Task prompt: Convert all of the material below into a JSON list of strings, one string per line, with blank lines omitted.

Data for processing:
◆ ◆ ◆
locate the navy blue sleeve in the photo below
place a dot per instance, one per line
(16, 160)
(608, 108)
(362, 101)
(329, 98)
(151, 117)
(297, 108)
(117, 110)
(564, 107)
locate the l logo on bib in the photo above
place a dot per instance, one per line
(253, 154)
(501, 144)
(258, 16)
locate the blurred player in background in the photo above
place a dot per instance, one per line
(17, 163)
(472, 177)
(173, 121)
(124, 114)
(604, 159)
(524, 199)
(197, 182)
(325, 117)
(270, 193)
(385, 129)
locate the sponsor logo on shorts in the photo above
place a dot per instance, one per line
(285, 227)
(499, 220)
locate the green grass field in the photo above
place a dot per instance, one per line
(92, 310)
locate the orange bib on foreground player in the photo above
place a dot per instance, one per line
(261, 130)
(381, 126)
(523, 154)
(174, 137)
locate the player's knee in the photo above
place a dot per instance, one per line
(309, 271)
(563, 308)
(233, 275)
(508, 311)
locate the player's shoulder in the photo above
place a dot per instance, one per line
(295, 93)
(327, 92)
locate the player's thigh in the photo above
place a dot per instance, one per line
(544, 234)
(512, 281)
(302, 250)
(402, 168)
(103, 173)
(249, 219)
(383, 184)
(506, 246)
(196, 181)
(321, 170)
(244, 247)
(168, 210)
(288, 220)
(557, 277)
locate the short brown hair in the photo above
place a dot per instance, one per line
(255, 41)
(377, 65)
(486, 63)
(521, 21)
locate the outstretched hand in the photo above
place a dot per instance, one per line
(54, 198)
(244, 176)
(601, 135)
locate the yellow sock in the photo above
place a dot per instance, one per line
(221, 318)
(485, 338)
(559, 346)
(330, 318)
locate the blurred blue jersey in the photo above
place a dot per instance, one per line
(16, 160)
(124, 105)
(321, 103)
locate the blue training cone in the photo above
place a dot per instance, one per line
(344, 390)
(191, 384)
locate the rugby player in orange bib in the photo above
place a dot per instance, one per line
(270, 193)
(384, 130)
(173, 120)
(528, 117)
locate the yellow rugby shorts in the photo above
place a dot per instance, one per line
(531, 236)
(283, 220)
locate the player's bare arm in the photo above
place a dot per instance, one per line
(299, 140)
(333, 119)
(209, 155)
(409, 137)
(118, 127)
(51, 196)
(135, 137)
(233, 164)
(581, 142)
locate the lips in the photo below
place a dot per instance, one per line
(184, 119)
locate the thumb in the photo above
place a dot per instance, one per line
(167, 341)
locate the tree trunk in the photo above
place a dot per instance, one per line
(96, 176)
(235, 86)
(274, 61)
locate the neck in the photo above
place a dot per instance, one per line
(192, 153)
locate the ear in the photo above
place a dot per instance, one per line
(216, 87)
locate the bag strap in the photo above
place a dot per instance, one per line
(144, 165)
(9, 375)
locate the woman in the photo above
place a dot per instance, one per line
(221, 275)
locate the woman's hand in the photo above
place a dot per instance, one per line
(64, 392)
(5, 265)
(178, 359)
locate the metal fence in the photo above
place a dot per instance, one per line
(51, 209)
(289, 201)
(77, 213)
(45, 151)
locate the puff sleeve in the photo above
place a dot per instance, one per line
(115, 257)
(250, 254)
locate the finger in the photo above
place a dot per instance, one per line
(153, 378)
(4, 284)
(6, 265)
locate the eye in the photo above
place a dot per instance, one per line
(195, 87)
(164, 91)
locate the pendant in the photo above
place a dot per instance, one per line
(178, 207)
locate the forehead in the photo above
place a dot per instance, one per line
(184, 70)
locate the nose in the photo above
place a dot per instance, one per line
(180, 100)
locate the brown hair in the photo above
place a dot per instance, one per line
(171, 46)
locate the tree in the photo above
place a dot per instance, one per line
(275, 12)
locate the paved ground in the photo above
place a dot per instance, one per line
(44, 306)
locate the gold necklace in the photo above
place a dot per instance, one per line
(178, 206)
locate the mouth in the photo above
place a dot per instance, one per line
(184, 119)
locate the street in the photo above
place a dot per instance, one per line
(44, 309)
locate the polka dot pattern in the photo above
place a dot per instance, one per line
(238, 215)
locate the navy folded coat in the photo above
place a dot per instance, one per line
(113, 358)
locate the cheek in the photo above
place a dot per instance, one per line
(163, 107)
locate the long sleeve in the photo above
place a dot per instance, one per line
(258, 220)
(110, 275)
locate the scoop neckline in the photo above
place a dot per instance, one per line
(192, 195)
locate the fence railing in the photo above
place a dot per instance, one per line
◆ ◆ ◆
Complete response:
[
  "locate the navy blue sleeve in the photo below",
  "place a dot per instance, one per line",
  "(16, 160)",
  "(608, 108)",
  "(362, 101)",
  "(329, 98)",
  "(151, 117)",
  "(297, 108)",
  "(117, 110)",
  "(564, 107)",
  "locate the l logo on bib in the photo above",
  "place a dot per instance, one per line",
  "(253, 154)",
  "(501, 144)",
  "(258, 16)",
  "locate the blurred player in background in the photo above",
  "place a dot per instance, one per line",
  "(17, 163)",
  "(472, 177)",
  "(173, 121)",
  "(124, 114)",
  "(604, 159)",
  "(524, 199)",
  "(197, 182)",
  "(325, 117)",
  "(270, 193)",
  "(385, 129)",
  "locate the sponsor logo on shorts in the photo above",
  "place a dot per instance, one per line",
  "(285, 227)",
  "(499, 220)",
  "locate the green grass field in the photo above",
  "place a dot per instance, one per line",
  "(92, 310)",
  "locate the orange bib on foreground player in the photo above",
  "place a dot per instance, one per line",
  "(261, 130)",
  "(381, 126)",
  "(523, 154)",
  "(174, 137)",
  "locate the player's knee in the photo above",
  "place a dot per instance, one per line",
  "(309, 271)",
  "(563, 308)",
  "(233, 275)",
  "(508, 311)",
  "locate the player's shoulder in the photo above",
  "place a dot per instance, one per line",
  "(295, 93)",
  "(327, 92)",
  "locate the player's thigh in the photo above",
  "place a dot per instance, one per line",
  "(544, 234)",
  "(512, 281)",
  "(302, 250)",
  "(402, 168)",
  "(103, 173)",
  "(249, 219)",
  "(383, 184)",
  "(506, 246)",
  "(196, 181)",
  "(321, 170)",
  "(244, 247)",
  "(168, 210)",
  "(288, 220)",
  "(557, 277)",
  "locate the short brown hair in the photo above",
  "place a dot per instance, one per line",
  "(255, 41)",
  "(377, 65)",
  "(486, 63)",
  "(521, 21)",
  "locate the outstretched hand in the photo above",
  "place a dot per instance, one per line",
  "(54, 198)",
  "(244, 176)",
  "(601, 135)",
  "locate the yellow sock in the photo above",
  "place a dot per instance, one per line",
  "(221, 318)",
  "(485, 338)",
  "(559, 346)",
  "(330, 318)",
  "locate the blurred blue jersey in the photo above",
  "place a dot per instance, one per line",
  "(16, 160)",
  "(124, 105)",
  "(321, 103)",
  "locate the blue training cone in the photo above",
  "place a dot per instance, one per line",
  "(344, 390)",
  "(191, 384)",
  "locate the rugby player in orange bib in the photo above",
  "place a dot per instance, one per line",
  "(270, 193)",
  "(384, 130)",
  "(173, 120)",
  "(528, 117)",
  "locate the yellow rugby shorts in the photo above",
  "place a dot per instance, one per line",
  "(531, 236)",
  "(283, 220)",
  "locate the player's bare arm in the photo above",
  "place a dot per instance, one per line",
  "(299, 140)",
  "(333, 119)",
  "(209, 155)",
  "(409, 137)",
  "(118, 127)",
  "(51, 196)",
  "(135, 137)",
  "(233, 164)",
  "(581, 142)",
  "locate the lips in the photo below",
  "place a dot per instance, one per line",
  "(184, 119)",
  "locate the thumb in the photo above",
  "place a dot per instance, one per line",
  "(167, 341)",
  "locate the tree trunk in the photo above",
  "place a dot per instance, one per line",
  "(96, 176)",
  "(235, 86)",
  "(274, 61)",
  "locate the neck in the photo above",
  "place a dot per instance, one per line",
  "(192, 153)",
  "locate the ear in the photo above",
  "place a dot per instance, one per line",
  "(216, 87)",
  "locate the bag strap in the photo above",
  "place a dot per instance, one per line",
  "(144, 165)",
  "(9, 375)",
  "locate the woman in the photo above",
  "place a dot per instance, one per line",
  "(221, 275)",
  "locate the woman's hand in the photo above",
  "place a dot per instance, one per line",
  "(64, 392)",
  "(5, 265)",
  "(178, 359)",
  "locate the metal fence in the photo above",
  "place a dot per instance, one per line",
  "(51, 209)",
  "(289, 201)",
  "(77, 213)",
  "(45, 151)",
  "locate the puff sleeve in the photo above",
  "place a dot per instance, one per line",
  "(115, 257)",
  "(250, 254)",
  "locate the finger in the photo above",
  "place a dot per instance, one per line",
  "(153, 378)",
  "(4, 284)",
  "(6, 265)",
  "locate the eye in the photo above",
  "place a dot per instance, one per line",
  "(195, 87)",
  "(164, 91)",
  "locate the pendant in the photo above",
  "place a dot per instance, one per line",
  "(178, 207)",
  "locate the forehead in the photo above",
  "place a dot per instance, one per line",
  "(184, 70)",
  "locate the nose in the photo above",
  "place a dot per instance, one per line",
  "(180, 100)",
  "locate the brown hair in the photo above",
  "place a dot per instance, one per line",
  "(171, 46)",
  "locate the tree in the photo above",
  "place a dot per instance, one per line",
  "(275, 12)",
  "locate the paved ground in the photo above",
  "place a dot per instance, one per line",
  "(44, 306)",
  "locate the gold necklace in the photo above",
  "place a dot per instance, one per line",
  "(178, 206)",
  "locate the mouth in the photo above",
  "place a dot per instance, one per line",
  "(184, 119)",
  "locate the street in the photo above",
  "place a dot per instance, one per line",
  "(44, 309)",
  "locate the polka dot pattern in the photo above",
  "place a dot per instance, one per line",
  "(238, 215)",
  "locate the navy folded coat in the photo above",
  "place a dot per instance, one per line",
  "(113, 358)",
  "locate the cheek in the photo above",
  "place a dot per instance, one per line",
  "(163, 107)",
  "locate the long sleeve in the photo above",
  "place a dot per instance, one per line",
  "(258, 220)",
  "(110, 275)",
  "locate the scoop neckline in the photo above",
  "place a dot per instance, one per line",
  "(192, 195)",
  "locate the fence railing in the photo above",
  "place a dot per instance, one per line"
]